## WRITTEN PROBLEM:
Convert the items below into a JSON list of strings with one string per line. Skip blank lines and leave the pictures out.
* * *
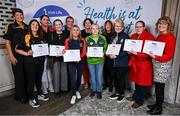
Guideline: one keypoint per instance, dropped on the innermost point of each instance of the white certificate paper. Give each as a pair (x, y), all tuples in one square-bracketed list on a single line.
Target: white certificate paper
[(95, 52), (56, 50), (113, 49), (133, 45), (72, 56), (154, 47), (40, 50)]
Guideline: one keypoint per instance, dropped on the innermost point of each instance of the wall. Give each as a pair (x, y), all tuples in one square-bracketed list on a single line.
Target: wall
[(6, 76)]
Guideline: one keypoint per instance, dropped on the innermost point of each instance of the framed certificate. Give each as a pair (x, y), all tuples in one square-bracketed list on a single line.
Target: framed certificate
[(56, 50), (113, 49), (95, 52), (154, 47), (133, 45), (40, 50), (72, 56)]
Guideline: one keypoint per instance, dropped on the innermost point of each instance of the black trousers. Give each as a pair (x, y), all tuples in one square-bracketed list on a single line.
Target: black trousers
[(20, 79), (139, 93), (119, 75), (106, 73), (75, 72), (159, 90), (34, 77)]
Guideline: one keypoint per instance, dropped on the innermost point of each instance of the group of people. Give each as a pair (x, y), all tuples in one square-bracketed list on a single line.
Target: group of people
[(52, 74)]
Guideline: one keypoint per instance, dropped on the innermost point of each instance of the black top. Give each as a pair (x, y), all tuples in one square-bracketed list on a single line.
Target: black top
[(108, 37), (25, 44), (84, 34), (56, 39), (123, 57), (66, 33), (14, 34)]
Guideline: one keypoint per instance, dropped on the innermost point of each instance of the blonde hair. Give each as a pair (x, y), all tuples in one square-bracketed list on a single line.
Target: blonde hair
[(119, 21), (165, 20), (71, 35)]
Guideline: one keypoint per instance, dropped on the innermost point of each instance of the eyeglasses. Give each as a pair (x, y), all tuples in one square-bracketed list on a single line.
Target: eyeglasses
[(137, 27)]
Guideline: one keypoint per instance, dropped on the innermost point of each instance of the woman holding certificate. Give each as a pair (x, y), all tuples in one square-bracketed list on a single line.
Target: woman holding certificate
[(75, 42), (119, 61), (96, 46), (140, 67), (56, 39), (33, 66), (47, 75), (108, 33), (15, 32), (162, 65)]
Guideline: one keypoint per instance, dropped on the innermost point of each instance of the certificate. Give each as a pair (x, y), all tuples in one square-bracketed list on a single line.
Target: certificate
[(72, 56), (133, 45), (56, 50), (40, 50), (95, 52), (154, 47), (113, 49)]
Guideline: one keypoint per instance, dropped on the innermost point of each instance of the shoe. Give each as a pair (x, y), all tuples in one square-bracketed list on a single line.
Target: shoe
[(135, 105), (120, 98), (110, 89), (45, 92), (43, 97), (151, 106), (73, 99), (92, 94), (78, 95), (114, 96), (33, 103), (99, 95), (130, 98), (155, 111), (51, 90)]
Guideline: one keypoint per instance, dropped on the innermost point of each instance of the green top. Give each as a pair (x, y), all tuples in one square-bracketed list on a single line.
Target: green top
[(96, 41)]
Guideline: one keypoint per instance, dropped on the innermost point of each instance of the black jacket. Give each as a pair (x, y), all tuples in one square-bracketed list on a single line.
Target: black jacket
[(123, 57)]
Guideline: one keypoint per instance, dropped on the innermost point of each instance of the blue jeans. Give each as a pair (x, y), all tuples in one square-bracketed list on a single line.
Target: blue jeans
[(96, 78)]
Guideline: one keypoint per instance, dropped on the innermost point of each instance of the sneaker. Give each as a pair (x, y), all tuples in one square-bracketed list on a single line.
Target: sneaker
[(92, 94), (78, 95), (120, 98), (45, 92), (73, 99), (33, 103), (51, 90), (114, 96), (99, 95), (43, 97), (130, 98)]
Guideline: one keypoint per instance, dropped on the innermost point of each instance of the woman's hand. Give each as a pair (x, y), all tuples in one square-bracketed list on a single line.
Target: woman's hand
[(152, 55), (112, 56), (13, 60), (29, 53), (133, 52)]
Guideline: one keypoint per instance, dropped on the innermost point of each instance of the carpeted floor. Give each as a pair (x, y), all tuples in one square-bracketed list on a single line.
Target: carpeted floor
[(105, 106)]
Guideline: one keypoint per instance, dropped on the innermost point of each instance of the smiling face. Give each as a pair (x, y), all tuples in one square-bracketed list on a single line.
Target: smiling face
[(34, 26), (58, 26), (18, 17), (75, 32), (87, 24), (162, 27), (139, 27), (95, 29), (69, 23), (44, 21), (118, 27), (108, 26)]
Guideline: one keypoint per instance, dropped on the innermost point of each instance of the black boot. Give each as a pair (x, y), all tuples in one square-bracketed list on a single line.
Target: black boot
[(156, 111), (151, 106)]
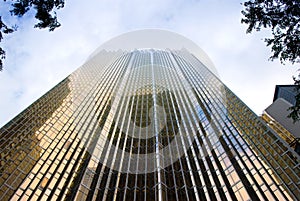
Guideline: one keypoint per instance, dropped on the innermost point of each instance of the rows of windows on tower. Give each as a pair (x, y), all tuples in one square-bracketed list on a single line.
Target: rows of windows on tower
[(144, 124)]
* * *
## COMPLETE OUTPUT:
[
  "Guideline: one keypoint per instance, dropped on the innermost point of each instance of the white certificate paper. Give each as a pair (x, y), all tuples in one square-bracketed list on a single line.",
  "Target: white certificate paper",
  "[(95, 52), (56, 50), (113, 49), (133, 45), (72, 56), (154, 47), (40, 50)]",
  "Guideline: one keypoint per instance, dropped on the innermost point of each instance of the wall. Give each as a pair (x, y), all tuples in one square-bracketed list on a single line.",
  "Target: wall",
  "[(6, 76)]",
  "Guideline: one keypoint per instance, dropped on the innermost point of each instance of the framed certificate. Give each as a pair (x, y), all tuples in one square-bracketed list on a single line.",
  "Target: framed certificate",
  "[(56, 50), (113, 49), (95, 52), (154, 47), (133, 45), (40, 50), (72, 56)]",
  "Guideline: one keypoint per instance, dropped on the innermost point of each instance of the black trousers. Give each as a pair (x, y), all tuples in one square-bracketed list on a single line.",
  "Target: black trousers",
  "[(20, 79), (139, 93), (119, 75), (106, 73), (75, 72), (159, 90), (34, 77)]",
  "Guideline: one keypoint per instance, dropped on the innermost point of each instance of the group of people. Give each as a pair (x, y), all tuples in one square-bracketed list on a single line.",
  "Target: group of people",
  "[(52, 74)]",
  "Guideline: one keypoint per instance, dropped on the innermost point of each instance of the black top. Give each as a pair (x, y), all tuples in one square-bracketed list on a single line.",
  "Target: black top",
  "[(108, 37), (25, 44), (84, 34), (56, 39), (123, 57), (66, 33), (14, 34)]",
  "Guideline: one keypoint per instance, dropped on the innermost point of each instance of the blonde hair. Give each as a pair (x, y), all tuples in one square-bracketed list on a single line.",
  "Target: blonde hair",
  "[(119, 21), (165, 20), (71, 35)]",
  "Guideline: one keypoint per instance, dropped on the innermost point of each instance of the eyeglasses. Give each as a pair (x, y), all tuples in one square-bracketed list on a single line.",
  "Target: eyeglasses",
  "[(137, 27)]",
  "Guideline: one keypoint per instance, dropped on the innermost point of each instance of the woman holding certificate. Give each as a pair (x, y), all tuples in one square-bracketed list on a single line.",
  "Target: woman holding certificate",
  "[(75, 42), (119, 61), (96, 46), (140, 67), (56, 39), (33, 66), (47, 75), (108, 33), (15, 32), (162, 65)]",
  "Guideline: one keypoint per instance, dropped on the innermost point of each instance of the certificate. Give each as a pair (x, y), all tuples in one square-bracketed list on a single line.",
  "Target: certificate",
  "[(72, 56), (133, 45), (56, 50), (40, 50), (95, 52), (154, 47), (113, 49)]",
  "Guideline: one keypoint per instance, dropped on the innermost point of each instance of the shoe. Give each as a pair (x, y), all tuples in one square-bracketed list on a single line.",
  "Target: shoe",
  "[(135, 105), (120, 98), (110, 89), (45, 92), (43, 97), (151, 106), (73, 99), (92, 94), (78, 95), (114, 96), (33, 103), (99, 95), (130, 98), (155, 111), (51, 90)]",
  "Guideline: one keypoint per instance, dropped on the innermost point of each instance of the green top. Give each as a pair (x, y), all tuples in one square-bracketed list on a single line.",
  "Target: green top",
  "[(96, 41)]",
  "Guideline: one keypoint per instance, dropped on the innermost point of each instance of the black jacket. Give each as a pair (x, y), all tuples in one square-bracketed list on a single line.",
  "Target: black jacket",
  "[(123, 57)]",
  "Guideline: one keypoint per instance, dropped on the innermost point of each instance of the blue jeans. Give each as a pair (x, y), all tuples in one square-bracketed list on a single line.",
  "Target: blue jeans",
  "[(96, 78)]",
  "Guideline: one keypoint per instance, dropped on the innermost point of each instance of the sneaker. Give each as a pair (x, y), all tuples in one square-bracketed list on a single line.",
  "Target: sneaker",
  "[(92, 94), (78, 95), (120, 98), (45, 92), (73, 99), (33, 103), (51, 90), (114, 96), (99, 95), (43, 97), (130, 98)]",
  "Guideline: one keypoint per instance, dropped on the innermost point of each instance of the woman's hand. Give each as a pair (x, y), all tuples in one square-bracketed list on a single line.",
  "Target: woman's hand",
  "[(152, 55), (112, 56), (13, 60), (29, 53), (133, 52)]",
  "Guideline: one keypoint per instance, dropped on the innermost point of each instance of the carpeted floor. Give each as a pair (x, y), all tuples in one square-bracketed list on a single line.",
  "Target: carpeted floor",
  "[(105, 106)]",
  "Guideline: one keypoint per instance, dropped on the innermost point of each instance of the smiling face. Give each as a pair (x, y), all tuples in one square-bracketed list on a single line.",
  "Target: smiling face",
  "[(34, 26), (58, 26), (18, 17), (75, 32), (87, 24), (162, 27), (139, 27), (95, 29), (69, 23), (44, 21), (118, 27), (108, 26)]",
  "Guideline: one keypoint per instance, dropped on the innermost point of each instance of the black boot. Give each as a pair (x, y), all tuples in one square-bracketed list on a single line.",
  "Target: black boot",
  "[(156, 111), (151, 106)]",
  "Guideline: one keypoint per instance, dropped on the innermost point of each instance of the rows of windows on tower. Give each as a pair (x, y), all tuples in one square-bracketed list on a single line.",
  "Target: rows of windows on tower",
  "[(144, 124)]"
]